■ **Activity**
Every record below is to be reproduced exactly.

■ **Exercise data**
+ + + + + + +

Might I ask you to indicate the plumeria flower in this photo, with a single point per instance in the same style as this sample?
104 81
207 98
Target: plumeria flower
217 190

+ + + + + + +

■ **Written answer**
Might I ask you to indicate the plumeria flower in this photo, with a single point per instance in the same style as this sample?
104 81
207 98
Target: plumeria flower
217 190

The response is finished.